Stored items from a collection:
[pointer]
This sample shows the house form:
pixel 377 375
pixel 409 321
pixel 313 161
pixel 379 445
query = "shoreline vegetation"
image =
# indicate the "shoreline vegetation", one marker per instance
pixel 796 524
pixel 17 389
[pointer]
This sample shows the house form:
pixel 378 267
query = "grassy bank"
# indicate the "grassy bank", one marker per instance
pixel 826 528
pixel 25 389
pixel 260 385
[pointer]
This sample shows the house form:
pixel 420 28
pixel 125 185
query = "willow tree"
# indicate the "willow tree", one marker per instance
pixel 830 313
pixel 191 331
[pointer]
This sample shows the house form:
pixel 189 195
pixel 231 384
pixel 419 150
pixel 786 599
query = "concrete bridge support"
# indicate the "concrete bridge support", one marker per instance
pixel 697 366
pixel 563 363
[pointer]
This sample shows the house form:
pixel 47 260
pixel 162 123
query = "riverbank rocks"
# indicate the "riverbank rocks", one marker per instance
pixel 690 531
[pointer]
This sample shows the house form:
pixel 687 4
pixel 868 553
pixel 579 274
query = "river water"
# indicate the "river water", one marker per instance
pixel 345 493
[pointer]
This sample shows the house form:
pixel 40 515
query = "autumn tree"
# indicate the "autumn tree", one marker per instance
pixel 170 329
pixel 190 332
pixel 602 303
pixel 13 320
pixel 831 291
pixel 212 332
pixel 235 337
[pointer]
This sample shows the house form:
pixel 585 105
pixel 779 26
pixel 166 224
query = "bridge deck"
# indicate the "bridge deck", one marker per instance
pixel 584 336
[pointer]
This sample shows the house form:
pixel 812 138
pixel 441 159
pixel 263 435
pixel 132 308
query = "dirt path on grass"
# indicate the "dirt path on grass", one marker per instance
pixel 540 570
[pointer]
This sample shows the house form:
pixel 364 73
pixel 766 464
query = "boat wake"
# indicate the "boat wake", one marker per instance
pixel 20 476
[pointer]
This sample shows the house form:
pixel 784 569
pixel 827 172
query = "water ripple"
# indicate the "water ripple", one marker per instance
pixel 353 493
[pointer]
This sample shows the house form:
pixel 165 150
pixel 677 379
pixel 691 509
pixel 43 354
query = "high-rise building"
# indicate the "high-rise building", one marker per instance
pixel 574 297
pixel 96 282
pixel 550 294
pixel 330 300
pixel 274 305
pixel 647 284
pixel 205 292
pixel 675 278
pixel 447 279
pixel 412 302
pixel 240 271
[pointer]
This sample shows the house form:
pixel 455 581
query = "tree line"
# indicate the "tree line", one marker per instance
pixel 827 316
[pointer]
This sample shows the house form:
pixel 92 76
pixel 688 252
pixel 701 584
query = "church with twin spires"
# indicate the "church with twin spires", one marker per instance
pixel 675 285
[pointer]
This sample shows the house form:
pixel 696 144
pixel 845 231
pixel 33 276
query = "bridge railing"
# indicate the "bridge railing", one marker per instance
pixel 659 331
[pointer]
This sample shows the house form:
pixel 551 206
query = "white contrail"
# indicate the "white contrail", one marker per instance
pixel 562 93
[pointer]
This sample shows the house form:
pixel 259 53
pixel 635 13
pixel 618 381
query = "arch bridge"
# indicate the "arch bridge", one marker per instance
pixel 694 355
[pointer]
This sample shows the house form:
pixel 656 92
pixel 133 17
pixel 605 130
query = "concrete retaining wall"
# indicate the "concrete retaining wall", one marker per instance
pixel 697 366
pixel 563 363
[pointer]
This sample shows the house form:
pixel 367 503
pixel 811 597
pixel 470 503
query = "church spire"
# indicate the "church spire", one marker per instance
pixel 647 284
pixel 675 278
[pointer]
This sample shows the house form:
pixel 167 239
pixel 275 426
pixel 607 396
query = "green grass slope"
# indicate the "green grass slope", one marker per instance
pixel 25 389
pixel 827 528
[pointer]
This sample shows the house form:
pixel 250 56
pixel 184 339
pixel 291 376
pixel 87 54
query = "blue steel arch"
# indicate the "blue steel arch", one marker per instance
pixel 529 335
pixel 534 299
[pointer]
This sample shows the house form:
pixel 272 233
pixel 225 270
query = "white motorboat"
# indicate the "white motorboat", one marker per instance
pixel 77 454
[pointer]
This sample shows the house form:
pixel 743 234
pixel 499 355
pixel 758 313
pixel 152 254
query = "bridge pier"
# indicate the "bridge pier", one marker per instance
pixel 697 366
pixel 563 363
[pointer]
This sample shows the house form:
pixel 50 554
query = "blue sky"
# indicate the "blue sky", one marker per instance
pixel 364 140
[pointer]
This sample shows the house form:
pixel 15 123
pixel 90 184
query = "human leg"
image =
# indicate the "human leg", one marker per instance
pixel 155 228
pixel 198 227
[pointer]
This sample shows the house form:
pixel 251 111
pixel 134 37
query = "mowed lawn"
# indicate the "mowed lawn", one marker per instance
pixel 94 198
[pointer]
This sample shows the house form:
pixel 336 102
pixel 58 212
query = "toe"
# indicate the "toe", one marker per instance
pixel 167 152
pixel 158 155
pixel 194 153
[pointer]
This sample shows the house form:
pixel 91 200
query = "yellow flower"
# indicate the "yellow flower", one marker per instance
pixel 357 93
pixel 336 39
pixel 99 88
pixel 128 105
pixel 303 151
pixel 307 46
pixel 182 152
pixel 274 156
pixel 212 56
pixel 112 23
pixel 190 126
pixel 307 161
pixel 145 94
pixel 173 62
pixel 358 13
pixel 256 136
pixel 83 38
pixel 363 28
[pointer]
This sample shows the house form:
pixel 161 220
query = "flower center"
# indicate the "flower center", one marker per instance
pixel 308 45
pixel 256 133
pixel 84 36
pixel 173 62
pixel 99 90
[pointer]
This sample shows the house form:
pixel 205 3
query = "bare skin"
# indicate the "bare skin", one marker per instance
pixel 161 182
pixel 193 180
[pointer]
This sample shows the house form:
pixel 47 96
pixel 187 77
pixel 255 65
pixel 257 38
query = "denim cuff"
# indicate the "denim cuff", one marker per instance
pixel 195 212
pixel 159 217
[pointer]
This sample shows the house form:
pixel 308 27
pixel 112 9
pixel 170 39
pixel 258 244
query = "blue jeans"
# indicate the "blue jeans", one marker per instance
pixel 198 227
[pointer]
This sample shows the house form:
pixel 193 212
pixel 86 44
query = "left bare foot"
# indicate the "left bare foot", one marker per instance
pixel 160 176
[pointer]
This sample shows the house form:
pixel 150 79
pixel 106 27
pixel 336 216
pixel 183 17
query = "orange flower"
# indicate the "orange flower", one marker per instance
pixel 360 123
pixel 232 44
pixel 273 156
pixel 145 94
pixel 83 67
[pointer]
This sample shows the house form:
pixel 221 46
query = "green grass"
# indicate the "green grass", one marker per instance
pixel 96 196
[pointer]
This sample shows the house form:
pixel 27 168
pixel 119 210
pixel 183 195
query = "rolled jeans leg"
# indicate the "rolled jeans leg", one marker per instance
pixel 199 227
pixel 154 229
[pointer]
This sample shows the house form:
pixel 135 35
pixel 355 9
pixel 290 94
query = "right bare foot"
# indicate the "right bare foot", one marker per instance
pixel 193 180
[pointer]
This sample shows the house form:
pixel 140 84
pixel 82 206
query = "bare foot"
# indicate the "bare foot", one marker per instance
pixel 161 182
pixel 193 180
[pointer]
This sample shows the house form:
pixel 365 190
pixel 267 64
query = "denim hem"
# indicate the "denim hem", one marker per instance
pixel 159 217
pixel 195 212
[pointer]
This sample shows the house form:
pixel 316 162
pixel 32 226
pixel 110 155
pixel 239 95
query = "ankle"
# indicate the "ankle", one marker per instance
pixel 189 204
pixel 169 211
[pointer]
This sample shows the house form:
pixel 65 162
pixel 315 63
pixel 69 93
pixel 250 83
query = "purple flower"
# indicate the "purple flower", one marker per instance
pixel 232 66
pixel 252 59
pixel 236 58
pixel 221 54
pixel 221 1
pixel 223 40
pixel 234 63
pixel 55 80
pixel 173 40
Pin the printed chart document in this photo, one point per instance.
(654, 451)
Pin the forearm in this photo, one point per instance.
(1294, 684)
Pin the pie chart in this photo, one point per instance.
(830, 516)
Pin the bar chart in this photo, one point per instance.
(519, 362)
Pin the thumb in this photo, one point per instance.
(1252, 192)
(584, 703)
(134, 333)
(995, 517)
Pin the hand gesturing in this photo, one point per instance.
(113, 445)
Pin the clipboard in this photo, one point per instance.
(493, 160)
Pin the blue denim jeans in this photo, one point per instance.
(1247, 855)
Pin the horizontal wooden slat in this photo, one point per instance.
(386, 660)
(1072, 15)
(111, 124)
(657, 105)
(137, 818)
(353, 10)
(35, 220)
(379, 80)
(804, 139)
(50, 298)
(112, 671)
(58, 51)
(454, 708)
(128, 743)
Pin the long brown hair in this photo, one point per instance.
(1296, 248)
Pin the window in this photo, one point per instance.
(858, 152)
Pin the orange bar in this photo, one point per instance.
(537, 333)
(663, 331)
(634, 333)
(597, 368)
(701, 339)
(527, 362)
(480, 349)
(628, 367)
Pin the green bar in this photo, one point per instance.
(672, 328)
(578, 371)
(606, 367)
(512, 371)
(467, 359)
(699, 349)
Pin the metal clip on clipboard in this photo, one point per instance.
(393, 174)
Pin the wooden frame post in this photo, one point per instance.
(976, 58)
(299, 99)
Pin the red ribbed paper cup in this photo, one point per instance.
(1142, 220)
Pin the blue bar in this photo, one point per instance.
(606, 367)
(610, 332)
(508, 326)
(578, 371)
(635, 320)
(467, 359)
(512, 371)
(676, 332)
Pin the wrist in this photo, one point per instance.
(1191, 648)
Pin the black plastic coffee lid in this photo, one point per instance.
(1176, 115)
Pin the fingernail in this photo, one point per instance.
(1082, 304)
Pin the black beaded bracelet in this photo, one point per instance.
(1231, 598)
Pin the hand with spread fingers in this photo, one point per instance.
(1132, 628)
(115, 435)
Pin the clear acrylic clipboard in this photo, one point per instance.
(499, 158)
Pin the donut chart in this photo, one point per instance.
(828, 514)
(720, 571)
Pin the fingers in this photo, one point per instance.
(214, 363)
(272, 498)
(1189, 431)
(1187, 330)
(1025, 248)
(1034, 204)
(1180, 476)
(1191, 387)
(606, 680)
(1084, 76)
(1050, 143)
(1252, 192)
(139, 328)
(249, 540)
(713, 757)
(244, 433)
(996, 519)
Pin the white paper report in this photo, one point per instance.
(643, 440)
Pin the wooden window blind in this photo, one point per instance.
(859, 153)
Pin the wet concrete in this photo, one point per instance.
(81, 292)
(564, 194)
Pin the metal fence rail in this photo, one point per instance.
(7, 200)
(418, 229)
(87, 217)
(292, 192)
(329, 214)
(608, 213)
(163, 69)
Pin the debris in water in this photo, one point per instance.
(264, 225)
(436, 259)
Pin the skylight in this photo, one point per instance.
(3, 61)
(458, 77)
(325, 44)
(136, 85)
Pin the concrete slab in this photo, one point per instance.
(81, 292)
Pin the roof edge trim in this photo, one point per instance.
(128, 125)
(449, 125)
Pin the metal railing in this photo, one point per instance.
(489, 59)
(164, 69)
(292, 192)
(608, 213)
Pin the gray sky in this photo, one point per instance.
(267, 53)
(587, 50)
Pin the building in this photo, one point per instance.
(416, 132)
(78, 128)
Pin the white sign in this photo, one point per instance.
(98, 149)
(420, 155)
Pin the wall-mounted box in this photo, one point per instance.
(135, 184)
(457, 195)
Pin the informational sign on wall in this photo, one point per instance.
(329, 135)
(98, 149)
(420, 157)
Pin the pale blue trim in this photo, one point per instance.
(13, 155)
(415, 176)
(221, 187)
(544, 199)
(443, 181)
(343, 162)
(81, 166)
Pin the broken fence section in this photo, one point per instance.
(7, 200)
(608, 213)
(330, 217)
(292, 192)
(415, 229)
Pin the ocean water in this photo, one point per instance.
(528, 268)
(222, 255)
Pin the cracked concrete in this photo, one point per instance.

Exercise details:
Write down again, exactly as given, only the lines above that fall from the line with "pixel 263 435" to the line with "pixel 845 231", inclusive.

Result of the exercise:
pixel 263 435
pixel 132 308
query = "dirt path on grass"
# indicate the "dirt path on grass", one marker per instance
pixel 540 570
[pointer]
This sample shows the house form:
pixel 364 73
pixel 766 464
query = "boat wake"
# indicate the "boat wake", one marker per instance
pixel 20 476
[pointer]
This sample shows the house form:
pixel 784 569
pixel 827 172
query = "water ripple"
# indicate the "water ripple", one marker per instance
pixel 353 493
[pointer]
This sample shows the house form:
pixel 165 150
pixel 677 379
pixel 691 509
pixel 43 354
query = "high-rise building"
# indicate the "high-rise building", one marker per instance
pixel 574 297
pixel 96 282
pixel 550 294
pixel 330 300
pixel 274 305
pixel 647 284
pixel 205 292
pixel 675 278
pixel 447 279
pixel 412 302
pixel 240 271
[pointer]
This sample shows the house form:
pixel 455 581
query = "tree line"
# indicate the "tree line", one marker per instance
pixel 827 316
[pointer]
This sample shows the house form:
pixel 92 76
pixel 688 252
pixel 701 584
query = "church with twin spires"
# indicate the "church with twin spires", one marker per instance
pixel 675 285
[pointer]
This sample shows the house form:
pixel 696 144
pixel 845 231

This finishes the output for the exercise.